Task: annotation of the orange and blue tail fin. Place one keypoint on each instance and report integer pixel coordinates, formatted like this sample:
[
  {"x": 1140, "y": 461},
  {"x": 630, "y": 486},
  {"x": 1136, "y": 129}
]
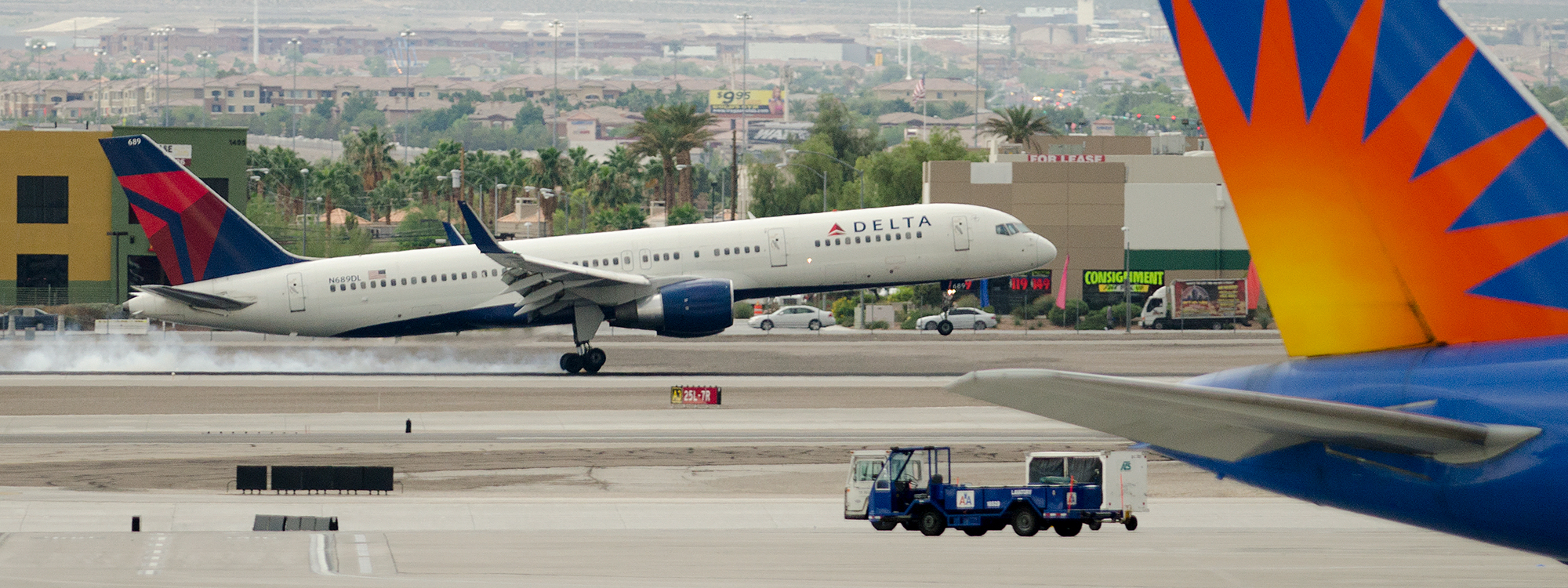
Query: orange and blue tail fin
[
  {"x": 194, "y": 231},
  {"x": 1396, "y": 187}
]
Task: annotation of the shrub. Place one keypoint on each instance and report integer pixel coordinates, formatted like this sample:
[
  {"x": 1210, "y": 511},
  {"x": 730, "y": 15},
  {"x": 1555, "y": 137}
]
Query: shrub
[
  {"x": 844, "y": 311},
  {"x": 1033, "y": 310},
  {"x": 1092, "y": 322},
  {"x": 1119, "y": 314},
  {"x": 1070, "y": 316}
]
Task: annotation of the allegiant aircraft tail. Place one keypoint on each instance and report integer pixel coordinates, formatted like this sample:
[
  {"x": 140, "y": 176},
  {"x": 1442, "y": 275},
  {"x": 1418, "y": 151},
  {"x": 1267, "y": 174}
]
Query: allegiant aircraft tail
[
  {"x": 1428, "y": 183},
  {"x": 195, "y": 234}
]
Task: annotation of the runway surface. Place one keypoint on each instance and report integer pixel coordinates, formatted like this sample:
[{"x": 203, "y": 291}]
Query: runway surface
[{"x": 518, "y": 476}]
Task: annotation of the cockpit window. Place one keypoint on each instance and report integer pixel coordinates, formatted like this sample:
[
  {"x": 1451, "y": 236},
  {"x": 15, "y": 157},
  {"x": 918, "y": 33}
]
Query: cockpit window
[{"x": 1011, "y": 230}]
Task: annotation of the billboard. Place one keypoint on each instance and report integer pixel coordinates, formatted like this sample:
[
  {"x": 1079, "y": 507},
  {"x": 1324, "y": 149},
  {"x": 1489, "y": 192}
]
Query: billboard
[
  {"x": 1105, "y": 288},
  {"x": 763, "y": 104},
  {"x": 1210, "y": 299}
]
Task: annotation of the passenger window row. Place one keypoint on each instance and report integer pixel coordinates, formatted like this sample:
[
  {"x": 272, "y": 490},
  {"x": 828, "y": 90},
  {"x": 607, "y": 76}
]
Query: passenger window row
[
  {"x": 390, "y": 283},
  {"x": 869, "y": 239}
]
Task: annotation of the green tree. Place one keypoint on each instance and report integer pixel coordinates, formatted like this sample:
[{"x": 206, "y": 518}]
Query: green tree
[
  {"x": 895, "y": 176},
  {"x": 1018, "y": 125},
  {"x": 684, "y": 214},
  {"x": 620, "y": 219},
  {"x": 670, "y": 134}
]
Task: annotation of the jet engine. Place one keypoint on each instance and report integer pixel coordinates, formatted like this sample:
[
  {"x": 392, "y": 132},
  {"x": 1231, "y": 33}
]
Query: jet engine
[{"x": 697, "y": 308}]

- - - - - - -

> [PROBLEM STATEMENT]: Output all of the data above exactly; no pictures should appear.

> [EXERCISE ANSWER]:
Task: annotation of the orange and blue tail fin. Place one keypoint on each instance and report integer pixel coordinates, formatted like this sample:
[
  {"x": 1140, "y": 461},
  {"x": 630, "y": 486},
  {"x": 1136, "y": 129}
]
Query: orange and blue tail fin
[
  {"x": 194, "y": 231},
  {"x": 1396, "y": 187}
]
Task: annotation of the shrub. Place one keypoint on each instance and report integer pixel coordinates, formatted like this sample:
[
  {"x": 1210, "y": 511},
  {"x": 730, "y": 15},
  {"x": 1555, "y": 137}
]
Query: shrub
[
  {"x": 844, "y": 311},
  {"x": 1033, "y": 310},
  {"x": 1092, "y": 322},
  {"x": 1119, "y": 314},
  {"x": 1070, "y": 316}
]
Task: annotation of the allegiant aircraft tail. Place one keypoint on each instance and report integer pixel coordinates, formatted like this sample:
[
  {"x": 140, "y": 176},
  {"x": 1442, "y": 275},
  {"x": 1418, "y": 151},
  {"x": 1267, "y": 174}
]
Query: allegiant aircraft tail
[
  {"x": 1428, "y": 183},
  {"x": 195, "y": 234}
]
Task: annotation of the runway surface. Place one keypoint on each instance and report integer pixel coordinates, formatted like this sample:
[{"x": 203, "y": 291}]
Query: runway surface
[{"x": 518, "y": 476}]
Task: annotation of the cockpit window. Place one keypoint on each instance and report integer pixel coordinates, formatted like this sample:
[
  {"x": 1451, "y": 236},
  {"x": 15, "y": 157},
  {"x": 918, "y": 33}
]
Query: cockpit window
[{"x": 1011, "y": 230}]
Task: annotation of the billboard. Place one keypoint on each instance and report integer pixel coordinates, formatted like this sample:
[
  {"x": 1079, "y": 507},
  {"x": 1324, "y": 149},
  {"x": 1489, "y": 192}
]
Query: billboard
[
  {"x": 1105, "y": 288},
  {"x": 763, "y": 104},
  {"x": 1210, "y": 299}
]
Task: annotation of the passenger window row. Place one keypoint on each instance and report integer pixel coordinates, formatted like this sample:
[
  {"x": 272, "y": 490},
  {"x": 828, "y": 90},
  {"x": 607, "y": 76}
]
Query: passenger window row
[
  {"x": 390, "y": 283},
  {"x": 869, "y": 239}
]
Task: annotation of the green tree. Place one keypoint on each instance and report integer pixel coordinates, formatted like this sample:
[{"x": 206, "y": 518}]
Query: green tree
[
  {"x": 895, "y": 176},
  {"x": 1018, "y": 125},
  {"x": 684, "y": 214},
  {"x": 620, "y": 219},
  {"x": 670, "y": 134}
]
Task: annotation of the jet engine. Place one keypoint on each instance and report integer pixel coordinates, formatted like this sample:
[
  {"x": 392, "y": 132},
  {"x": 1231, "y": 33}
]
Query: jet engine
[{"x": 697, "y": 308}]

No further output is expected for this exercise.